[Extract to read — start]

Monday, February 21, 2011 by: Neil Z. Miller
Human Papilloma Virus (HPV) is a relatively common sexually transmitted disease passed on through genital contact, usually by sexual intercourse. Some forms of the virus can cause vaginal warts (papillomas). Other forms of the virus can cause abnormal cell growth on the lining of the cervix that years later can turn into cancer. However, the infections are usually harmless and go away without treatment. The body’s own defense system eliminates the virus. Often, women experience no signs, symptoms or health problems.
The median age of women when they are initially diagnosed with cervical cancer is 48 years. New cervical cancer cases and deaths are uncommon below the age of 35 and nearly nonexistent before the age of 20.
Cervical cancer is not as common as other types of cancer. Rates for skin cancer, colon cancer, lung cancer and breast cancer are much higher. In fact, women are nearly 15 times more likely to be stricken with breast cancer than with cervical cancer.
In the United States, an HPV vaccine — Gardasil — was licensed in 2006. It is designed to protect against just four of the more than 100 different HPV strains. Each dose contains polysorbate 80 and 225mcg of aluminum. In Europe, Cervarix is the licensed HPV vaccine. It is made by gene-cloning cells of Trichoplusia ni, a worm-like insect. This vaccine contains 500mcg of aluminum.
By February 2011, more than 20,500 adverse reaction reports pertaining to Gardasil were filed with the U.S. government — an average of 12 reports per day [VAERS]. Nearly half of all reports required a doctor or emergency room visit, with hundreds of teenage girls and young women needing extended hospitalization.

[Extract to read — finish]

- _Work item A_: In the HPV article, in what year was Gardasil licensed in the United States?
- _Work item B_: Reproduce the HPV article word for word between "In the United" and "needing extended hospitalization.", inclusive.

[Entries shown — start]

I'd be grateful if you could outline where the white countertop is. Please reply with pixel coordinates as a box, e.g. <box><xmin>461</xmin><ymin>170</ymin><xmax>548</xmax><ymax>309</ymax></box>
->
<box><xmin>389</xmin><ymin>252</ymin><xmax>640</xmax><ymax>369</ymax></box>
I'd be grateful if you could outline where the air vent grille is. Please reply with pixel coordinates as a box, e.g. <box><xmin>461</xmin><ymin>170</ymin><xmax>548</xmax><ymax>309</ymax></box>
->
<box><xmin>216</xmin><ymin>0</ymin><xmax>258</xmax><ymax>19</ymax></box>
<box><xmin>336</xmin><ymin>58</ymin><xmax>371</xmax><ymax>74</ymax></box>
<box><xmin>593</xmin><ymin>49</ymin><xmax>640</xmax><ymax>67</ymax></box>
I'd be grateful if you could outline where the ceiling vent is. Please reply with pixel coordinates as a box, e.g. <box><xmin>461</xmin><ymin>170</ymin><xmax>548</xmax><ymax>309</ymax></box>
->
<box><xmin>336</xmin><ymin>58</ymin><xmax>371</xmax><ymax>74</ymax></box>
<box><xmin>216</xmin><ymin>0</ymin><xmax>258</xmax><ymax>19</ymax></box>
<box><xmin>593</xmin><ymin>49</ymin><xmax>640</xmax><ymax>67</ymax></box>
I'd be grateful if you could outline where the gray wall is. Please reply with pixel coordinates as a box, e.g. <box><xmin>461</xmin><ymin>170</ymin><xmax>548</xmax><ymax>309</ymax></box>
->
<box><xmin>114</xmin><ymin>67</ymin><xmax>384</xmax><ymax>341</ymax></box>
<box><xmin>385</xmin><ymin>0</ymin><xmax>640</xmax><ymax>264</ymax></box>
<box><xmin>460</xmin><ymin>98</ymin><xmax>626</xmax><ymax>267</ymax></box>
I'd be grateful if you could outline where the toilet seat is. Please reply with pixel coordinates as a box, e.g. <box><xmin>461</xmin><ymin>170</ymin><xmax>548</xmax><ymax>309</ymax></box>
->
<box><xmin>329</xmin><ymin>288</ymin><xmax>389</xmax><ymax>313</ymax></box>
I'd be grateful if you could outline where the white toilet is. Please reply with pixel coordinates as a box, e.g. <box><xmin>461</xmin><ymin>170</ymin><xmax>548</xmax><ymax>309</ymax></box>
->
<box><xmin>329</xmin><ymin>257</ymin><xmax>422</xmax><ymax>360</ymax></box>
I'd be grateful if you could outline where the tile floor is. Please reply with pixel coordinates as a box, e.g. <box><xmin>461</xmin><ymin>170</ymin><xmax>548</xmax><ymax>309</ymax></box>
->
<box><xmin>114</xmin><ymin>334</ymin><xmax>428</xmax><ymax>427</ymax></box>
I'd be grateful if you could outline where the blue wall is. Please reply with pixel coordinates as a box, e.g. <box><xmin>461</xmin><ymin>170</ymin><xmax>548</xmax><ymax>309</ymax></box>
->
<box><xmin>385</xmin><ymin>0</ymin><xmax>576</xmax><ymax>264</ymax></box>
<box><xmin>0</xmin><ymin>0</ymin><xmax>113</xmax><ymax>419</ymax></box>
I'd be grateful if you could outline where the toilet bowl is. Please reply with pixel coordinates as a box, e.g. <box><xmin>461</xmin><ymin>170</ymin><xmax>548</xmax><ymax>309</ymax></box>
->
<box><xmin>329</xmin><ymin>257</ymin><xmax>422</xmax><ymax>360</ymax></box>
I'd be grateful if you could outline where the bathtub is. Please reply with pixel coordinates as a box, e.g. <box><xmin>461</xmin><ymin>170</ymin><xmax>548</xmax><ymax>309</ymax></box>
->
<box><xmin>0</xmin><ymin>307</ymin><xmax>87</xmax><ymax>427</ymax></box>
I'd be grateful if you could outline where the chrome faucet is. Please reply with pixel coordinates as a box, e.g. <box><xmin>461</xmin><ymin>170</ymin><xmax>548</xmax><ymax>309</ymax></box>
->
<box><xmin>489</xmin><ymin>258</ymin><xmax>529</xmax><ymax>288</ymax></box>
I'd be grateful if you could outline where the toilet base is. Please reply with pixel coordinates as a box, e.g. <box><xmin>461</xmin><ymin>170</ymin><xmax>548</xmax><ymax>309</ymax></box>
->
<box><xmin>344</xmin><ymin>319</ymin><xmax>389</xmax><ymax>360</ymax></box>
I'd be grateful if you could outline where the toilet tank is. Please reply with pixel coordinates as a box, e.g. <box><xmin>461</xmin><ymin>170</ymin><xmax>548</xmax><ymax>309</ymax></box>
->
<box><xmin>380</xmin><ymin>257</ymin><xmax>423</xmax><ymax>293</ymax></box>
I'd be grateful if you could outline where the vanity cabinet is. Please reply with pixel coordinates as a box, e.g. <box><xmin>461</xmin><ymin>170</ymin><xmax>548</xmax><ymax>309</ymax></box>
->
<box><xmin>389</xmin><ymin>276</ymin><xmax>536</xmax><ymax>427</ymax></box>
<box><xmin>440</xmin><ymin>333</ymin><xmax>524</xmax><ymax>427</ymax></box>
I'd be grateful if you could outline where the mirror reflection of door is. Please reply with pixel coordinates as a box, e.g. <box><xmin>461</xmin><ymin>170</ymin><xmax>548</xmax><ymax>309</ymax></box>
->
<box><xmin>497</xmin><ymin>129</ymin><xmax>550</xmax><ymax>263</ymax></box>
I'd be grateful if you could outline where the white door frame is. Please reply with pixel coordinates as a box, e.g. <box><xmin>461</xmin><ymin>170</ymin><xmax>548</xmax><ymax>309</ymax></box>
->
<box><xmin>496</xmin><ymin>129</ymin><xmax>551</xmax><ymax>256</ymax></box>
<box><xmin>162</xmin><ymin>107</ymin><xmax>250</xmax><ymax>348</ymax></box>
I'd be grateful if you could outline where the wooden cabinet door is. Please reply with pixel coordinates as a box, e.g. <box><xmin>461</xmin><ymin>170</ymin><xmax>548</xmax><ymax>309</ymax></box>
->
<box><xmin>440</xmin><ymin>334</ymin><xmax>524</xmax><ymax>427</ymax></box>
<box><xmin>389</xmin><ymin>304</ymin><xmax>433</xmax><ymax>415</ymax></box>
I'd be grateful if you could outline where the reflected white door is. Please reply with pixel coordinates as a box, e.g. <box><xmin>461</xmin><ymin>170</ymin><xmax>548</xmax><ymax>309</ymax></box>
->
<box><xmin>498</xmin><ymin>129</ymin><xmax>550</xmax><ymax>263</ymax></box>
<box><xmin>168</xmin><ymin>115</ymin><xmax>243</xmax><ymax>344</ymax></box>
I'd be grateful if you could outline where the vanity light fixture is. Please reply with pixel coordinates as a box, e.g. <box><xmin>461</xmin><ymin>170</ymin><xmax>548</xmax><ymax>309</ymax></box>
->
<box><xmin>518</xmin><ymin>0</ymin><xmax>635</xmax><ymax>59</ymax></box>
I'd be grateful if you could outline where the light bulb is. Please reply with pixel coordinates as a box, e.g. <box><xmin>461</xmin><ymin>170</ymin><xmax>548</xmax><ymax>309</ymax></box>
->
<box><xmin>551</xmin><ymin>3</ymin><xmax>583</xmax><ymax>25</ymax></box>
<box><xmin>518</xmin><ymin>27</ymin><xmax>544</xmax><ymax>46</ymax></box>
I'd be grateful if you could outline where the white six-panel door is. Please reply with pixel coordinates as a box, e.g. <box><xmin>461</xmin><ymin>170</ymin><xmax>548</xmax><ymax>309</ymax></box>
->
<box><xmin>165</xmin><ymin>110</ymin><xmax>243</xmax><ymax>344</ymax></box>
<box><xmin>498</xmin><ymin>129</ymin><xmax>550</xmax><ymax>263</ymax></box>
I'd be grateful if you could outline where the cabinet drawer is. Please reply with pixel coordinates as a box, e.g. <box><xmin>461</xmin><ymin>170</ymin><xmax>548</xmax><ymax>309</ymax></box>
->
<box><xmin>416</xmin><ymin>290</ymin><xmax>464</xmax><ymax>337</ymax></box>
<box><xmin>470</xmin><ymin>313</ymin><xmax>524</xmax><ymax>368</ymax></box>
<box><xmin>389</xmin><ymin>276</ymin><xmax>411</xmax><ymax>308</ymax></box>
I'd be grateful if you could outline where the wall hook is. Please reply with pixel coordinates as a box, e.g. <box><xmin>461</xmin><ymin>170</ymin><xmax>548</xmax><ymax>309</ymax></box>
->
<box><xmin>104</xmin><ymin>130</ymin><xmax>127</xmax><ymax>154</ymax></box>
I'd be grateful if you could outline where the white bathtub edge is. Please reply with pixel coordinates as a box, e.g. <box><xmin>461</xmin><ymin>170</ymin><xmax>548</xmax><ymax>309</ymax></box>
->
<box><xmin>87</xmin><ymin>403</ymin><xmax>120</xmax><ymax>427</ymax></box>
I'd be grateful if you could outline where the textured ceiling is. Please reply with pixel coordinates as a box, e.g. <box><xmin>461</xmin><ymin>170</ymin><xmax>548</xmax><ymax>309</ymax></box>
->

[Entries shown — finish]

- _Answer box A_: 2006

- _Answer box B_:
In the United States, an HPV vaccine — Gardasil — was licensed in 2006. It is designed to protect against just four of the more than 100 different HPV strains. Each dose contains polysorbate 80 and 225mcg of aluminum. In Europe, Cervarix is the licensed HPV vaccine. It is made by gene-cloning cells of Trichoplusia ni, a worm-like insect. This vaccine contains 500mcg of aluminum.
By February 2011, more than 20,500 adverse reaction reports pertaining to Gardasil were filed with the U.S. government — an average of 12 reports per day [VAERS]. Nearly half of all reports required a doctor or emergency room visit, with hundreds of teenage girls and young women needing extended hospitalization.